Stored items
□ □ □ □ □ □ □

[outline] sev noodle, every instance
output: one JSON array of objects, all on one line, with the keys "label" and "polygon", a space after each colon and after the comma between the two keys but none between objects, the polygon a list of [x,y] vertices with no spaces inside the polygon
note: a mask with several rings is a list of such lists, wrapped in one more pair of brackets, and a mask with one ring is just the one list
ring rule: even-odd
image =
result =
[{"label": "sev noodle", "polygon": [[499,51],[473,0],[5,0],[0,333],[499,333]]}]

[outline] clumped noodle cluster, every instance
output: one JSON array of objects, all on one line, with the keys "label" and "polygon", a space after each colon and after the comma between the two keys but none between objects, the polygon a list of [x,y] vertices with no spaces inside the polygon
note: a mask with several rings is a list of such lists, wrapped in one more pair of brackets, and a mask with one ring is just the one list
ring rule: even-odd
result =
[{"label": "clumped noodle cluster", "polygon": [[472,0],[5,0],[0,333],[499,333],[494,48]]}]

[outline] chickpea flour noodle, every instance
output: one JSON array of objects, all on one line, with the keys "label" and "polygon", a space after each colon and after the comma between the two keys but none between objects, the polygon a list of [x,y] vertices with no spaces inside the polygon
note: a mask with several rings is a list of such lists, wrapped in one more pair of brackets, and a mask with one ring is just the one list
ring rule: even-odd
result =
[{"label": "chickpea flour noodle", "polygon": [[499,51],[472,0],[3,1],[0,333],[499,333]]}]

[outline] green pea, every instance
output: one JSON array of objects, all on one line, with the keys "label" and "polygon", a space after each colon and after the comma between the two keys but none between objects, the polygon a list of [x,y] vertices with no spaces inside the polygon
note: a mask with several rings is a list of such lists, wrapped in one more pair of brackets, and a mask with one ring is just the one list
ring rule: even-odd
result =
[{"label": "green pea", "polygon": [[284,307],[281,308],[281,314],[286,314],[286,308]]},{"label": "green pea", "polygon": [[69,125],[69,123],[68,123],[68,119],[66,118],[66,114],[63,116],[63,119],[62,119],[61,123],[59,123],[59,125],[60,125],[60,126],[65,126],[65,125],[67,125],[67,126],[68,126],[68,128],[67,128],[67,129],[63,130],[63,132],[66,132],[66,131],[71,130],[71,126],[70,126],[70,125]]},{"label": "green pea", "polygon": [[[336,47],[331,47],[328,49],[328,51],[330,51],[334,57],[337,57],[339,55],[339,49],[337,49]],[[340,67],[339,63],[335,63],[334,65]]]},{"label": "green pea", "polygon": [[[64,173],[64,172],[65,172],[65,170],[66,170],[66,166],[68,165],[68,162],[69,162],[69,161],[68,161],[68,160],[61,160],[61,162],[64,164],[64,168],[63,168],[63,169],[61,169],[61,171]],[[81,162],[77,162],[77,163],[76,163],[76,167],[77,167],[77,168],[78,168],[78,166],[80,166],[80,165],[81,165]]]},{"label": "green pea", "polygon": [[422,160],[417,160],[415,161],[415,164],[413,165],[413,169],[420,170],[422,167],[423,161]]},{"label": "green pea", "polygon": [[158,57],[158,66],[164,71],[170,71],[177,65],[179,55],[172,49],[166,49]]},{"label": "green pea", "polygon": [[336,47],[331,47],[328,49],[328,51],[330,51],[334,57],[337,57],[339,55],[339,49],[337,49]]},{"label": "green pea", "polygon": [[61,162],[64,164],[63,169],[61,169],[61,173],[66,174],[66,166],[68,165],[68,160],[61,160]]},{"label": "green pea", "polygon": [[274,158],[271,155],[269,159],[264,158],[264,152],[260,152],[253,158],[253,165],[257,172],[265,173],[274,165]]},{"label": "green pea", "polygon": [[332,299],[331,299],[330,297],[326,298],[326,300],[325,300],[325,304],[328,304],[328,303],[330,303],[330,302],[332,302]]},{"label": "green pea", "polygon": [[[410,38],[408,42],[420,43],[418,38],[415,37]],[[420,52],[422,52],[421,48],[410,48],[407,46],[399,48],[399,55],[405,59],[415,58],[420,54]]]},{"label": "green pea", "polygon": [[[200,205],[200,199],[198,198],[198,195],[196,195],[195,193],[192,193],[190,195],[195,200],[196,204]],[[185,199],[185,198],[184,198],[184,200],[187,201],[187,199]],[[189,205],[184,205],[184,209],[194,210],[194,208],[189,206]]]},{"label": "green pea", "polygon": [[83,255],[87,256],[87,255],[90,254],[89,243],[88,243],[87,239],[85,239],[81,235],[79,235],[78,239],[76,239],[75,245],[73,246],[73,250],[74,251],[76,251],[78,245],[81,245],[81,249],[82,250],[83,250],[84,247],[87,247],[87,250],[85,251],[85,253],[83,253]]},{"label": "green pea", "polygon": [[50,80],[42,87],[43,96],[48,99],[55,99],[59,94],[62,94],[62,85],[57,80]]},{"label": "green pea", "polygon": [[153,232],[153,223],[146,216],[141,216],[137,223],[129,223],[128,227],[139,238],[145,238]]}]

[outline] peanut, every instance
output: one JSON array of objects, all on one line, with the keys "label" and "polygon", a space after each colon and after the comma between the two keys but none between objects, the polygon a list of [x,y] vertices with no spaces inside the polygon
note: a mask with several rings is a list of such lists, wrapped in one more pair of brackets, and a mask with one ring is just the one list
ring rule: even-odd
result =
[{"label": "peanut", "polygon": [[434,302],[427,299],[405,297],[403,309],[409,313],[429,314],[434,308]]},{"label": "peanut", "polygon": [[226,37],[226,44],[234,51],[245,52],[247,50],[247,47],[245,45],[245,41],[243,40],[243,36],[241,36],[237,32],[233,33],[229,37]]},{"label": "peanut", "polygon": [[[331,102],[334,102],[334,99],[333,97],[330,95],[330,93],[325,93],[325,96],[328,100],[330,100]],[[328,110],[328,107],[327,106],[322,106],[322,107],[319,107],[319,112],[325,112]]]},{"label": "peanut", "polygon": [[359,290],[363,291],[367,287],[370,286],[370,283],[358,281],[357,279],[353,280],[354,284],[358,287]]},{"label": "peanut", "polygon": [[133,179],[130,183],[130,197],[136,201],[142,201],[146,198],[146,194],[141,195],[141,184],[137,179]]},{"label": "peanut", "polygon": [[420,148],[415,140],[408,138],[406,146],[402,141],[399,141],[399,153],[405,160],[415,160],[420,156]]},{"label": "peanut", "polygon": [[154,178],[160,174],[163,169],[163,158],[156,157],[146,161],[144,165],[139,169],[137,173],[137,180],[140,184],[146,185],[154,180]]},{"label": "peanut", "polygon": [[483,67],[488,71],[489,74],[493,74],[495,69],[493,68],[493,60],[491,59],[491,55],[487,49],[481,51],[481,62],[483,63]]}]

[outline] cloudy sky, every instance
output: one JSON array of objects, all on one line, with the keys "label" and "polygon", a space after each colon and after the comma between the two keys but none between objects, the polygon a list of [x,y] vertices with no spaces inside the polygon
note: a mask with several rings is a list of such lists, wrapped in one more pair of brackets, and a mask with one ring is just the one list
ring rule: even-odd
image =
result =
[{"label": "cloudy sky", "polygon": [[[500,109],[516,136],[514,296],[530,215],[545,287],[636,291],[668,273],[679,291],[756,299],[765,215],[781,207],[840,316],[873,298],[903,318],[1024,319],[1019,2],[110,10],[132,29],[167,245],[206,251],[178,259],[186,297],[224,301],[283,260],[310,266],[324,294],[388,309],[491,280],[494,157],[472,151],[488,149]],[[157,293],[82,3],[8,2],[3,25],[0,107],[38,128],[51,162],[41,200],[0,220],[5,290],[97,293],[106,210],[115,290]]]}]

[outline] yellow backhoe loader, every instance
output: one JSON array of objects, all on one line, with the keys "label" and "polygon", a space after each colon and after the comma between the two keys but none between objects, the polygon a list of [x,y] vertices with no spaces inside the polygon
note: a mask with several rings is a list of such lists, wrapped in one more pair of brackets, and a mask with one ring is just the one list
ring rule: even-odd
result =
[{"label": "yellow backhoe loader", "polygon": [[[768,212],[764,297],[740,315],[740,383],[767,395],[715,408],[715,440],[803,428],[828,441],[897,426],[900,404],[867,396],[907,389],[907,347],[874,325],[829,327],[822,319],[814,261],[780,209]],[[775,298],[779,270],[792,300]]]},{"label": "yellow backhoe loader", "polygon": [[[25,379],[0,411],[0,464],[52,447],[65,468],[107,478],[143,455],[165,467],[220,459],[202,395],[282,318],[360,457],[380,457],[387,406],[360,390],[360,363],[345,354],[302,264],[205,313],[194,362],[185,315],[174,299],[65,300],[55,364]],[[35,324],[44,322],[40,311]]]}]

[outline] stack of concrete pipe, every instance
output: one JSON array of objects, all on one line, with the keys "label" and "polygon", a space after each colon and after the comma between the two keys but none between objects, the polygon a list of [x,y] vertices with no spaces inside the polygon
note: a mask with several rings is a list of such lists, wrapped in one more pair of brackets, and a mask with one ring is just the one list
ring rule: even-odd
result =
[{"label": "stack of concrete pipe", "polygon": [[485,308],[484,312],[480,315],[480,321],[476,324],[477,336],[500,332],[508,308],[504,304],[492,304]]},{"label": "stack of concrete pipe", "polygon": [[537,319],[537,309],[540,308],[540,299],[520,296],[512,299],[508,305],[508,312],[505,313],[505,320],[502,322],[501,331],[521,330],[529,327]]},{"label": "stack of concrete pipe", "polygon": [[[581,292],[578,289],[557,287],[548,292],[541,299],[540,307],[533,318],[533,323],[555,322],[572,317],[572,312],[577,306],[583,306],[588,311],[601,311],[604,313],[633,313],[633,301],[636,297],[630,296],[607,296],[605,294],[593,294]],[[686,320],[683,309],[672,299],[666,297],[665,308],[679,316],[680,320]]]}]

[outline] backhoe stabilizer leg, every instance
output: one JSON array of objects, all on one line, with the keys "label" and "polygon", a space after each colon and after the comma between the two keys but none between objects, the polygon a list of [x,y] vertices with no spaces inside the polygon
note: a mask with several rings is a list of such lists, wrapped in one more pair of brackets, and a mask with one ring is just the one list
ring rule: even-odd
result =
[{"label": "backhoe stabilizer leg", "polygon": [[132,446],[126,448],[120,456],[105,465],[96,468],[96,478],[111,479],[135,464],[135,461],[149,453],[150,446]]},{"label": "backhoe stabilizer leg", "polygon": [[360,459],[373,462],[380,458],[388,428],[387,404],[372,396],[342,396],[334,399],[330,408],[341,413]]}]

□ □ □ □ □ □ □

Work task
Please reproduce, exactly as written, the lines of the records from the first line through the one containing "[outline] chickpea flour".

Task solution
[outline] sev noodle, every instance
output: one JSON array of objects, all on one line, with the keys "label" and "polygon", a space after each colon and after the comma between the two keys but none between objects, the polygon a list of [x,y] vertices with no spaces inside the polygon
note: a mask with several rings is a list of such lists, wrapped in one more pair of brackets, and a mask with one ring is just the one list
ring rule: even-odd
image =
result =
[{"label": "sev noodle", "polygon": [[499,51],[473,0],[5,0],[0,333],[499,333]]}]

[outline] clumped noodle cluster, every instance
output: one JSON array of objects, all on one line, with the keys "label" and "polygon", a space after each colon and after the comma between the two keys but none between objects, the polygon a list of [x,y] vertices with no spaces inside the polygon
note: a mask with several rings is a list of such lists, wrapped in one more pair of brackets, and a mask with one ring is just the one list
ring rule: even-odd
result =
[{"label": "clumped noodle cluster", "polygon": [[472,0],[5,0],[0,333],[499,333],[494,48]]}]

[outline] chickpea flour noodle, every instance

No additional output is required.